## DATA PROVIDED
*****

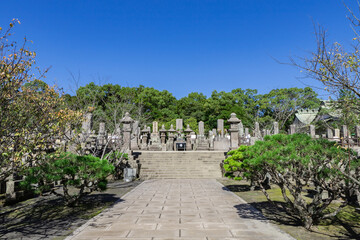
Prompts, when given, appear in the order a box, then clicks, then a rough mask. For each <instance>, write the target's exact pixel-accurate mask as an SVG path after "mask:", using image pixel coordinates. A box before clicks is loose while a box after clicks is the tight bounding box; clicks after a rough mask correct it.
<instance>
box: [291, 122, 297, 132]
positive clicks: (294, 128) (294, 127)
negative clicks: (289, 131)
mask: <svg viewBox="0 0 360 240" xmlns="http://www.w3.org/2000/svg"><path fill="white" fill-rule="evenodd" d="M295 133H296V126H295V124H291V125H290V134H295Z"/></svg>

*****

## PROBLEM TO WORK ON
Rewrite the stretch from the start of the items through the line that contains "negative clicks: (289, 131)", replacing "clicks" with "points" and leaving everything else unchanged. Leave the pictures out of your answer.

## TASK ANSWER
Prompts, when given, appear in the order a box, then points, then a rough mask. For each <instance>, write the target's exact pixel-accurate mask as an SVG path after "mask:", using image pixel coordinates. A box before points is loose while a box after points is the tight bounding box; points after a rough mask correct it.
<instance>
box: [291, 122, 297, 132]
positive points: (294, 128) (294, 127)
negative points: (289, 131)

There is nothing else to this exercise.